━━ Provided information ━━

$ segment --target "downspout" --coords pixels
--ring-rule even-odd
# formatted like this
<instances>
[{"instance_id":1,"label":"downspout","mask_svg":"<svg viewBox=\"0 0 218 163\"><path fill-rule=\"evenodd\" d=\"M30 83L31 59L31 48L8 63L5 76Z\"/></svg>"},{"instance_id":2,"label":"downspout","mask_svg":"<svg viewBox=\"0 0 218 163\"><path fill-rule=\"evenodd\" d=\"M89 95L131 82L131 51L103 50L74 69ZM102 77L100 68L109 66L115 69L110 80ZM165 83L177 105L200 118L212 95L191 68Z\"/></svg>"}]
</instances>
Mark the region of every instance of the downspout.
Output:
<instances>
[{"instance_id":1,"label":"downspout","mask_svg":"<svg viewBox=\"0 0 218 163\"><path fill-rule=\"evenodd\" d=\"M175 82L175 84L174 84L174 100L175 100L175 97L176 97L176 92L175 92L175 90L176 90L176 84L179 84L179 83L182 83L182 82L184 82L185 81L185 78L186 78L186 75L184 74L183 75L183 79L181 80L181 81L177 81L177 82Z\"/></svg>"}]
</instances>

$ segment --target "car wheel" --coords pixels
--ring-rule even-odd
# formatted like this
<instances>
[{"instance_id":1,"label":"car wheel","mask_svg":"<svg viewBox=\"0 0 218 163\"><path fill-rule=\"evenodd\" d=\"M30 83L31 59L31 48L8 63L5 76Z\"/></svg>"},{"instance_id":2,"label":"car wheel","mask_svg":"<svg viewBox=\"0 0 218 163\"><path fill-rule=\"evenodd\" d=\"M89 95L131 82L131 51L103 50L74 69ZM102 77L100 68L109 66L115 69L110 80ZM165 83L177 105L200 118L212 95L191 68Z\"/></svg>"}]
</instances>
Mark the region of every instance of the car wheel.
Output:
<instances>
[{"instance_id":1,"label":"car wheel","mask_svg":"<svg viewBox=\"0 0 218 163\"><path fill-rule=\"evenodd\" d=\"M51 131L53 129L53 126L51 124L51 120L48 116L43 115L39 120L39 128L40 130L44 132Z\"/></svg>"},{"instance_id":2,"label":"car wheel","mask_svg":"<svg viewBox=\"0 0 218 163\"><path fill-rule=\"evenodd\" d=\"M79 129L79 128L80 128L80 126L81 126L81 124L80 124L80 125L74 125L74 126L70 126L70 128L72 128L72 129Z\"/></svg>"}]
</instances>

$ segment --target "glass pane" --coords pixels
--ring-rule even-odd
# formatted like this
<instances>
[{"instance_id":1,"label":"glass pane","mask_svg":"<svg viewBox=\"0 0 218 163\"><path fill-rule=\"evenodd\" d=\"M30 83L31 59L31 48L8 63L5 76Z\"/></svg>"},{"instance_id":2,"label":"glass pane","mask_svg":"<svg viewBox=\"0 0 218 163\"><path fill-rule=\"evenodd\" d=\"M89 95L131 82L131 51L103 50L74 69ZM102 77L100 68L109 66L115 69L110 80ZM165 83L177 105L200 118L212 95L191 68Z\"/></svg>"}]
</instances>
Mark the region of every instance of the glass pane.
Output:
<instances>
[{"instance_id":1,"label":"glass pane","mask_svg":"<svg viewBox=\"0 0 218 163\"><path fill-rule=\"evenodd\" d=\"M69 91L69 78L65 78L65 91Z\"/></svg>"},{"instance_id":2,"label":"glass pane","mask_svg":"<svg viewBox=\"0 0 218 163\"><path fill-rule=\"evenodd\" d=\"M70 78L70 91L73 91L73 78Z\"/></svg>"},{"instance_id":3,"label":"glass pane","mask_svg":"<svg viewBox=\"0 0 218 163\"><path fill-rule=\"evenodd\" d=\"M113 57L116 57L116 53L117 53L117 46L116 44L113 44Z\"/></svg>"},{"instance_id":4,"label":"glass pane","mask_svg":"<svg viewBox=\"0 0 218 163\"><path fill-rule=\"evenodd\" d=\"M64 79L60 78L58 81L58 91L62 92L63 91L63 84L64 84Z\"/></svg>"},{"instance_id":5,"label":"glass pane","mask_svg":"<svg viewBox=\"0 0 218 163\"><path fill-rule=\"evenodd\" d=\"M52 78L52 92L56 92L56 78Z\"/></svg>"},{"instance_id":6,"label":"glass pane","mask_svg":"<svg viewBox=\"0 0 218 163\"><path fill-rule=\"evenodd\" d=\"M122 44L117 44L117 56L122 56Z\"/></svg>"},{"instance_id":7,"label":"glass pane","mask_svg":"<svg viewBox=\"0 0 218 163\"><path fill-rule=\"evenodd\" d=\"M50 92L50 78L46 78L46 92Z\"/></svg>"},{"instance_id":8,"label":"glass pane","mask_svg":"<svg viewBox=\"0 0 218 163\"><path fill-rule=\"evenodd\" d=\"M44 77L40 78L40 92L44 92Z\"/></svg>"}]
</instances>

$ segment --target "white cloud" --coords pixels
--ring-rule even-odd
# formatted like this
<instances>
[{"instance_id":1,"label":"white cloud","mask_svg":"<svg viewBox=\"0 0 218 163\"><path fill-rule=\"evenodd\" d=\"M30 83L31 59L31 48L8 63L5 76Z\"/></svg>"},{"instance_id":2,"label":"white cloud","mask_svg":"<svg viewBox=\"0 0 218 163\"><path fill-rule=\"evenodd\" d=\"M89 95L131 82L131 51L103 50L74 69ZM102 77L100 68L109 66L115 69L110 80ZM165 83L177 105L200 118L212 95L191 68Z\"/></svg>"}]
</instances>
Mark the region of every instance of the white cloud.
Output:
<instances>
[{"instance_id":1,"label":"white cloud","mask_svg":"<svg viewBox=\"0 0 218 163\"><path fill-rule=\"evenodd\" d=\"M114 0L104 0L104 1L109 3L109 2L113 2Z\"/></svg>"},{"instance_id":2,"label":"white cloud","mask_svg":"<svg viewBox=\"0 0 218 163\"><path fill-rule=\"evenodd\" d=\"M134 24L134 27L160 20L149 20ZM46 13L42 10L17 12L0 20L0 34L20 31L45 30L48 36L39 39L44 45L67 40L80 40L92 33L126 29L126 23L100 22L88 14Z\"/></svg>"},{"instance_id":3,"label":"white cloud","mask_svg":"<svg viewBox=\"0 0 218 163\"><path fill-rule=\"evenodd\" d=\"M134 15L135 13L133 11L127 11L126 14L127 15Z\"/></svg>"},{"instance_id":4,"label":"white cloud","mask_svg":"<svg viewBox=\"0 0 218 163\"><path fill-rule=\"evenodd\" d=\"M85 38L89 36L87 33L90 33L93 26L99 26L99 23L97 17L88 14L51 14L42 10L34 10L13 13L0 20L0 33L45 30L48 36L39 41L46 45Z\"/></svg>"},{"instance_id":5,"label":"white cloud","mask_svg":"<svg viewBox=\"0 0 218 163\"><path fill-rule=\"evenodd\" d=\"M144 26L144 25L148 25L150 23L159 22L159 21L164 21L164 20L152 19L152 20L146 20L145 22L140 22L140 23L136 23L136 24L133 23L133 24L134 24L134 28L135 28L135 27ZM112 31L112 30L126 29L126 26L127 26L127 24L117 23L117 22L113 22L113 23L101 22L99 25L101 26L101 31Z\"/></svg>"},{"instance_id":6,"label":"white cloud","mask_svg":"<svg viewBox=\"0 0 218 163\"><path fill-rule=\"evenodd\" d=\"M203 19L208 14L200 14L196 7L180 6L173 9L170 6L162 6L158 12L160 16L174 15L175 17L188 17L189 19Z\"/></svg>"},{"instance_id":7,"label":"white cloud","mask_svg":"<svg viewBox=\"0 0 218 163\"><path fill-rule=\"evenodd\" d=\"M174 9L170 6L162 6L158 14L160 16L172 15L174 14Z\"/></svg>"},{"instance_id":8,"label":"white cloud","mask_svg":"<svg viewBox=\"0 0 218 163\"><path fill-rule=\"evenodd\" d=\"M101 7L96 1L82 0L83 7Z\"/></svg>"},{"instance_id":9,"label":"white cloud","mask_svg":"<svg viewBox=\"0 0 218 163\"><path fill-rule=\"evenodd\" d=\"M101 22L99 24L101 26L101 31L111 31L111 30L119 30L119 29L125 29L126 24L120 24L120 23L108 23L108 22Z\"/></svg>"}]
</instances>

━━━

* **Directive**: Count the lines in the listing above that contain the string "coords", with uppercase and lowercase treated as different, and reply with only the number.

* **Finished answer**: 4